## What is required
Lay out every line of the entries below as a Markdown table with two columns, Row and Text: put the row number under Row and the line itself under Text, leaving out any blank lines.

Stored records:
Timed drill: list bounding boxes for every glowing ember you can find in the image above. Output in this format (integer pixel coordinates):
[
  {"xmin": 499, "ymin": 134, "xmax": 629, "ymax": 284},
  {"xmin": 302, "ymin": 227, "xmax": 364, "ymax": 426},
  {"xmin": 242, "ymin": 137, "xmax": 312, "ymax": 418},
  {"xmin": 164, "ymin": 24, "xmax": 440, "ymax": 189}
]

## Worked solution
| Row | Text |
|---|---|
| 1 | Timed drill: list bounding boxes for every glowing ember you can find in the image above. Output in this format (integer pixel coordinates): |
| 2 | [ |
| 3 |   {"xmin": 499, "ymin": 134, "xmax": 629, "ymax": 284}, |
| 4 |   {"xmin": 302, "ymin": 227, "xmax": 364, "ymax": 426}, |
| 5 |   {"xmin": 242, "ymin": 137, "xmax": 312, "ymax": 418}, |
| 6 |   {"xmin": 164, "ymin": 24, "xmax": 440, "ymax": 189} |
| 7 | ] |